━━━ Records for the task ━━━

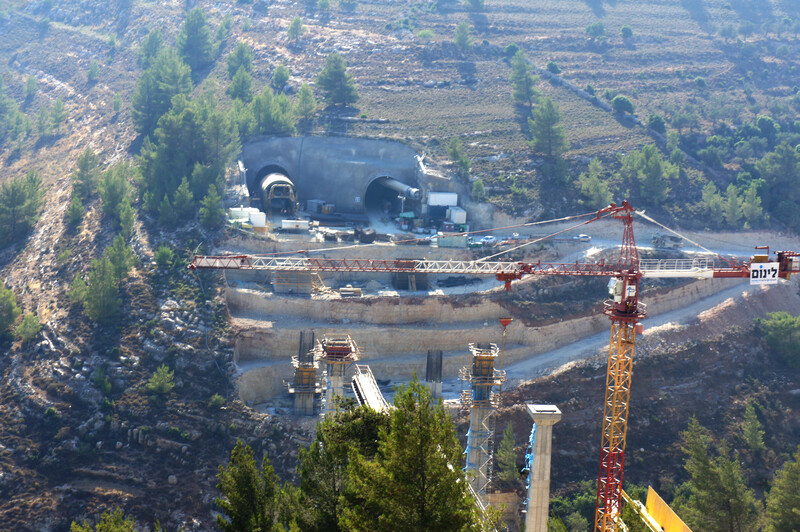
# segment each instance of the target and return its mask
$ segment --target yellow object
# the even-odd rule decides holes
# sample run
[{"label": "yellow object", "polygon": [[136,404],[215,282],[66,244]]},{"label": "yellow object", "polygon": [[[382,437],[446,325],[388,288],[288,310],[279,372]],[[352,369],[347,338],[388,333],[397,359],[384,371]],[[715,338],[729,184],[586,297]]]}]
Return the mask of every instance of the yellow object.
[{"label": "yellow object", "polygon": [[664,532],[692,532],[672,508],[656,493],[652,486],[647,488],[647,513],[661,526]]}]

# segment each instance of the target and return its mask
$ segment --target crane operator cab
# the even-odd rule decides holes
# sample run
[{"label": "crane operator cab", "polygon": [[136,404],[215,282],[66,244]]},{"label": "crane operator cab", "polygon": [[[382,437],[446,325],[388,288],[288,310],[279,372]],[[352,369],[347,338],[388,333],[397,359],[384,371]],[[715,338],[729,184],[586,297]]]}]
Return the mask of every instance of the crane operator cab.
[{"label": "crane operator cab", "polygon": [[635,286],[625,286],[623,279],[609,279],[608,281],[608,297],[614,303],[622,303],[623,299],[628,299],[636,295]]}]

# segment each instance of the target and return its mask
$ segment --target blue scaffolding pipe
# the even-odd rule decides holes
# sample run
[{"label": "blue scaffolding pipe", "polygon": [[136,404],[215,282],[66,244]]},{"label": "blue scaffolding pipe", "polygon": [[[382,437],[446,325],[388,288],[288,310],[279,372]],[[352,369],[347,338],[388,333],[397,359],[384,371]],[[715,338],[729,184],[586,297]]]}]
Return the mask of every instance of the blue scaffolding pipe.
[{"label": "blue scaffolding pipe", "polygon": [[[531,437],[528,440],[528,450],[525,452],[525,468],[523,471],[528,472],[527,481],[525,482],[525,492],[531,487],[531,467],[533,467],[533,443],[536,441],[536,423],[531,428]],[[523,506],[528,506],[528,499],[523,502]]]}]

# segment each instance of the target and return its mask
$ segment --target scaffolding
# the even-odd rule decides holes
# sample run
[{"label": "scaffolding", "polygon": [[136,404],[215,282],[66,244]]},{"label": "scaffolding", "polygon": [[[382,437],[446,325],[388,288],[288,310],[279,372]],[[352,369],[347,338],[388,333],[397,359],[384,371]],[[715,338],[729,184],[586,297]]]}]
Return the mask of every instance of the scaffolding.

━━━

→ Task objective: Your task is to set down the records shown above exactly, minus any pictures.

→ Task output:
# segment each instance of the target and return its mask
$ segment --target yellow object
# the even-odd rule decides holes
# sample run
[{"label": "yellow object", "polygon": [[136,404],[215,282],[66,244]]},{"label": "yellow object", "polygon": [[[382,437],[446,325],[388,288],[288,310],[279,372]],[[352,369],[347,338],[388,333],[397,359],[384,371]],[[715,338],[729,184],[586,297]]]}]
Return the mask of every instance of the yellow object.
[{"label": "yellow object", "polygon": [[664,532],[692,532],[672,508],[656,493],[652,486],[647,488],[647,513],[661,526]]}]

# segment each instance of the target and return its mask
$ segment --target crane operator cab
# the even-odd rule decides holes
# sample run
[{"label": "crane operator cab", "polygon": [[136,404],[215,282],[66,244]]},{"label": "crane operator cab", "polygon": [[[382,437],[446,325],[388,288],[288,310],[279,372]],[[352,369],[347,338],[388,333],[397,359],[384,371]],[[715,338],[729,184],[586,297]]]}]
Return the mask of every instance of the crane operator cab.
[{"label": "crane operator cab", "polygon": [[635,286],[625,286],[623,279],[609,279],[608,281],[608,297],[614,303],[622,303],[623,299],[628,299],[636,295]]}]

# segment each instance of the target and return its mask
$ segment --target blue scaffolding pipe
# the even-odd rule decides holes
# sample run
[{"label": "blue scaffolding pipe", "polygon": [[136,404],[215,282],[66,244]]},{"label": "blue scaffolding pipe", "polygon": [[[382,437],[446,325],[388,288],[288,310],[279,372]],[[352,369],[347,338],[388,333],[397,359],[384,371]],[[715,338],[729,184],[586,297]]]}]
Return the mask of every instance of the blue scaffolding pipe.
[{"label": "blue scaffolding pipe", "polygon": [[[531,437],[528,440],[528,450],[525,452],[525,468],[523,471],[528,472],[527,481],[525,482],[525,492],[531,487],[531,467],[533,467],[533,443],[536,441],[536,423],[531,428]],[[523,506],[528,506],[528,499],[523,502]]]}]

# segment each instance of the target and return its mask
$ segment --target scaffolding
# the even-odd rule decides holes
# sample run
[{"label": "scaffolding", "polygon": [[136,404],[215,282],[66,244]]},{"label": "scaffolding", "polygon": [[[382,437],[446,325],[388,288],[288,310],[279,372]],[[352,369],[347,338],[388,333],[397,359],[384,371]],[[715,338],[729,184],[586,297]]]}]
Return the mask of every instance of the scaffolding.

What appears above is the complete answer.